==== Texto proporcionado

Los camisas negras de Benito Mussolini ya dominaban el norte de Italia a base de amenazas y coacciones, con la cómplice pasividad de ciudadanos y policía. A finales de octubre de 1922, fuese a pie, en camiones o en ferrocarril, arribaron a Roma miles de paramilitares fascistas ataviados de camisas negras para exigir la deposición del gobierno. El rey Víctor Manuel III se negó a movilizar al ejército y aceptó que Mussolini se pasase la democracia por los mismísimos y fuese elegido primer ministro. Il Duce aun tardó unos cuantos años en convertirse en dictador y transformar las leyes en un ordeno y mando. En un principio optó por un perfil bajo. Entre las primeras medidas a adoptar, aquellas que no molestasen en demasía, estaba el deporte. Y las medidas fueron, cuanto menos, bastante ridículas.

Lo primero que hizo Mussolini fue prohibir el rugby y el fútbol. Ambos eran deportes británicos que apestaban a extranjerismo. En su lugar fomentó a base de liras la competición de volata, una mezcla de ambos deportes en los que el objetivo era meter la pelota en una portería pudiendo utilizar cualquier parte del cuerpo. Se llegó a montar hasta una liga de cien equipos, pero la tontería sólo duró hasta 1925 cuando hubo que volver a lo que funcionaba. Eso sí. Nada de fútbol. Se recuperó el nombre de un juego medieval muy popular en Florencia llamado calcio. Así que la federación de football pasó a llamarse FIGC (Federazione Italiana Giucco Calcio) y con éxito, ya que el nombre se mantiene (al Franquismo lo de balompié sólo le funcionó con el Betis).

========

- Problemas
1. Traduce al inglés la siguiente oración del texto sobre Mussolini y el deporte: "Lo primero que hizo Mussolini fue prohibir el rugby y el fútbol."
2. Devuelve sin cambios el fragmento del texto sobre Mussolini y el deporte que va desde "Lo primero que" hasta "con el Betis).".
El material que sigue es independiente del texto anterior.

==== Material proporcionado

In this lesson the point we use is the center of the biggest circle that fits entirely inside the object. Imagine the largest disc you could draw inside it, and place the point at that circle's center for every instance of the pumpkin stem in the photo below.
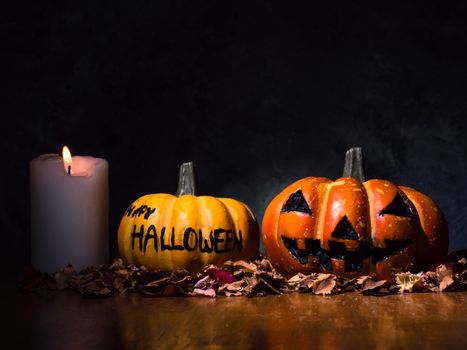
(354, 164)
(188, 180)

========

- Soluciones a continuación
1. The first thing Mussolini did was ban rugby and soccer.

2.
Lo primero que hizo Mussolini fue prohibir el rugby y el fútbol. Ambos eran deportes británicos que apestaban a extranjerismo. En su lugar fomentó a base de liras la competición de volata, una mezcla de ambos deportes en los que el objetivo era meter la pelota en una portería pudiendo utilizar cualquier parte del cuerpo. Se llegó a montar hasta una liga de cien equipos, pero la tontería sólo duró hasta 1925 cuando hubo que volver a lo que funcionaba. Eso sí. Nada de fútbol. Se recuperó el nombre de un juego medieval muy popular en Florencia llamado calcio. Así que la federación de football pasó a llamarse FIGC (Federazione Italiana Giucco Calcio) y con éxito, ya que el nombre se mantiene (al Franquismo lo de balompié sólo le funcionó con el Betis).